_RECORDS FOR THE TASK_:
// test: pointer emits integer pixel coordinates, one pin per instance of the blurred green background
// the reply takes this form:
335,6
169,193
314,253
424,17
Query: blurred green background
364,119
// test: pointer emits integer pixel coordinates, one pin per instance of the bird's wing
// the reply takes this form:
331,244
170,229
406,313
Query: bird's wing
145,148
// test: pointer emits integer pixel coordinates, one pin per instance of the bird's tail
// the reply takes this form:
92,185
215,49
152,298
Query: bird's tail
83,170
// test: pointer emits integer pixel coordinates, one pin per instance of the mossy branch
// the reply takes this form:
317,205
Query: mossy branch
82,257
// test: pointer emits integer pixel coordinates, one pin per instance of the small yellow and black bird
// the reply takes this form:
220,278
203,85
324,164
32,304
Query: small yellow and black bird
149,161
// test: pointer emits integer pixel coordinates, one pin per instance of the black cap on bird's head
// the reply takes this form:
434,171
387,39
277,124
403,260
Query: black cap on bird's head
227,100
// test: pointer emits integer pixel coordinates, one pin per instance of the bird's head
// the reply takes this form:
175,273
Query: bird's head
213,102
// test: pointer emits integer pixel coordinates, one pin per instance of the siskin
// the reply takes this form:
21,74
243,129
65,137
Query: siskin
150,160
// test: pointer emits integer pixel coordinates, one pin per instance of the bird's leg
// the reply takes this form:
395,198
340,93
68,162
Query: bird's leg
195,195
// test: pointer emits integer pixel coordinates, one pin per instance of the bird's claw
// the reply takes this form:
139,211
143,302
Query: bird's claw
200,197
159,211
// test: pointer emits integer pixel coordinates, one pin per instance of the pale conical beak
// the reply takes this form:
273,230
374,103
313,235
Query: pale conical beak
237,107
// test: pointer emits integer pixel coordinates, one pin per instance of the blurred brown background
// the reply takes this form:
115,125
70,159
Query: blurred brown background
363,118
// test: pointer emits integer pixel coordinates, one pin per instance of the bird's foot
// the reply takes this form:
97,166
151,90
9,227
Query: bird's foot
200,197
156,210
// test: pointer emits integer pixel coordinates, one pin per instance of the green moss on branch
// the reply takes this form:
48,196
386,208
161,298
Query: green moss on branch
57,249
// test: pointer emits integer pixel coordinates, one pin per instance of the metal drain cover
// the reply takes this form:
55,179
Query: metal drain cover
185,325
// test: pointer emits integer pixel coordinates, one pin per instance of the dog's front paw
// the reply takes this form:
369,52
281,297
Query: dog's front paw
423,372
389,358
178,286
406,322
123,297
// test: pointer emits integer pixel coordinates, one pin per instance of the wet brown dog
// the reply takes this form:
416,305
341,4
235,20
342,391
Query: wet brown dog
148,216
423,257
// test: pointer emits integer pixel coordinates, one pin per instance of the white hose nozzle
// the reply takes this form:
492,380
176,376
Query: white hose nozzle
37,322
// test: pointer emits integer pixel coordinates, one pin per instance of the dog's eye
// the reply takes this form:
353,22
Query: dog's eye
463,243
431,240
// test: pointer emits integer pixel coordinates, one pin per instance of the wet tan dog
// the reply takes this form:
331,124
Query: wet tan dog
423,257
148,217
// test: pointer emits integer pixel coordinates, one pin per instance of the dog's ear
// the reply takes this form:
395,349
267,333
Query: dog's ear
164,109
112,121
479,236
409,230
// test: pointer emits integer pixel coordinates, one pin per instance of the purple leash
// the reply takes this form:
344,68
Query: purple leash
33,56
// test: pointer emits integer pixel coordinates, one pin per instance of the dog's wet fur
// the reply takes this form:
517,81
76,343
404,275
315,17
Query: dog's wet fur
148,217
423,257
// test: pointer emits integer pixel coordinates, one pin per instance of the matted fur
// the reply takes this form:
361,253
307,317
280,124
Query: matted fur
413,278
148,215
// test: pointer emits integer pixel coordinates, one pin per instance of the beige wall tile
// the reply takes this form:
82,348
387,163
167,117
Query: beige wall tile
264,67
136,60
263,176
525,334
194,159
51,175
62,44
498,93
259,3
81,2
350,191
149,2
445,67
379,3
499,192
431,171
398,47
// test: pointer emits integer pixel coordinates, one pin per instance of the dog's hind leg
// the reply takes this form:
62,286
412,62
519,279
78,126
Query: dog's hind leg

_TASK BRIEF_: Reproduce all of the entries above word for word, keeping every line in its original order.

_COMPLETE OUTPUT_:
// test: pointer emits integer pixel coordinates, one pin per instance of the blurred green background
// the reply takes this form:
335,6
169,193
314,253
424,17
Query: blurred green background
364,119
// test: pointer emits integer pixel coordinates, one pin per instance of the bird's wing
// the reply takes this form:
331,244
170,229
406,313
Query: bird's wing
145,148
// test: pointer emits integer pixel coordinates, one pin per instance of the bird's tail
// the reply takes this form:
92,185
215,49
152,298
Query: bird's tail
83,170
// test: pointer emits integer pixel coordinates, one pin per instance of the mossy branch
// the reply takes this form:
317,205
Query: mossy branch
82,257
// test: pointer emits integer pixel coordinates, one pin per instance of the small yellow and black bird
// the reply takes this form:
220,278
203,85
324,164
32,304
Query: small yellow and black bird
149,161
// test: pointer emits integer pixel coordinates, one pin per instance of the black cap on bird's head
// the reply takes this form:
434,171
387,39
277,124
403,260
Query: black cap on bird's head
227,100
// test: pointer emits integer pixel coordinates, one pin per instance of the bird's head
// the reply takes this form:
175,273
Query: bird's head
213,102
// test: pointer emits integer pixel coordinates, one pin per instance of the siskin
// the reply takes this form:
21,74
243,129
65,137
Query: siskin
150,160
// test: pointer emits integer pixel coordinates, one pin per instance of the bird's leg
// the reply takes this form:
395,198
340,93
68,162
Query: bird's leg
195,195
// test: pointer emits integer pixel coordinates, one pin per instance of the bird's claw
// the reply takes this form:
139,211
143,302
Query: bird's claw
200,197
159,211
// test: pointer emits integer pixel coordinates, one pin per instance of the pale conical beak
// the reply takes this form:
273,230
374,103
313,235
Query: pale conical beak
237,107
// test: pointer emits integer pixel coordinates, one pin per instance of the blurred brown background
// the reply takes this form:
115,125
70,159
Query: blurred brown background
363,118
// test: pointer emits integer pixel coordinates, one pin per instance of the bird's foot
// the reply takes this form:
97,166
151,90
9,227
Query: bird's foot
200,197
156,210
// test: pointer emits integer pixel coordinates, one pin per instance of the green moss on branch
// the reply takes this form:
48,196
386,208
161,298
Query: green moss on branch
57,249
// test: pointer emits integer pixel coordinates, one pin per instance of the metal drain cover
// the reply takes this form:
55,179
Query: metal drain cover
185,325
// test: pointer emits integer pixel coordinates, one pin per instance of the dog's front paw
// the reply takes this form:
369,52
281,297
Query: dog's front paw
423,372
389,358
178,286
406,322
123,297
// test: pointer emits integer pixel coordinates, one pin per instance of the wet brown dog
// the reply takes this form:
416,305
341,4
235,20
342,391
Query: wet brown dog
148,216
423,257
// test: pointer emits integer pixel coordinates, one pin per instance of the white hose nozzle
// the reply takes this form:
492,380
176,376
Query: white hose nozzle
37,322
// test: pointer emits integer pixel coordinates, one pin per instance of the dog's eye
// the reply takes this form:
353,22
Query: dog's eye
463,243
431,240
// test: pointer emits integer pixel coordinates, one pin per instance of the wet tan dog
// the reply takes this form:
331,124
Query: wet tan dog
423,257
148,217
// test: pointer emits integer pixel coordinates, one pin per instance of the dog's ear
// the reply takes this form:
395,349
267,333
Query: dog's ear
164,109
112,121
479,236
409,230
// test: pointer emits integer pixel coordinates, one pin per instance of the purple leash
// the reply takes this form:
344,68
Query: purple leash
33,56
// test: pointer emits integer pixel coordinates, one pin per instance of the dog's wet fur
// the reply takes this form:
517,81
76,343
404,275
315,17
Query: dog's wet fur
148,217
423,257
// test: pointer emits integer pixel coordinates, one pin per instance of the matted fur
// the reply takes this form:
361,253
307,317
280,124
Query: matted fur
413,278
148,215
// test: pointer emits integer pixel coordinates, one pin per instance of the beige wall tile
// the reply takes this form:
82,348
387,163
167,117
Query: beige wall tile
264,67
136,60
263,176
525,334
194,159
51,175
62,44
498,93
259,3
81,2
350,191
149,2
445,67
379,3
499,192
431,171
398,47
// test: pointer emits integer pixel coordinates, one pin per instance of the dog's hind leg
// the reply takes this form:
62,286
412,62
519,279
78,126
Query: dog's hind leg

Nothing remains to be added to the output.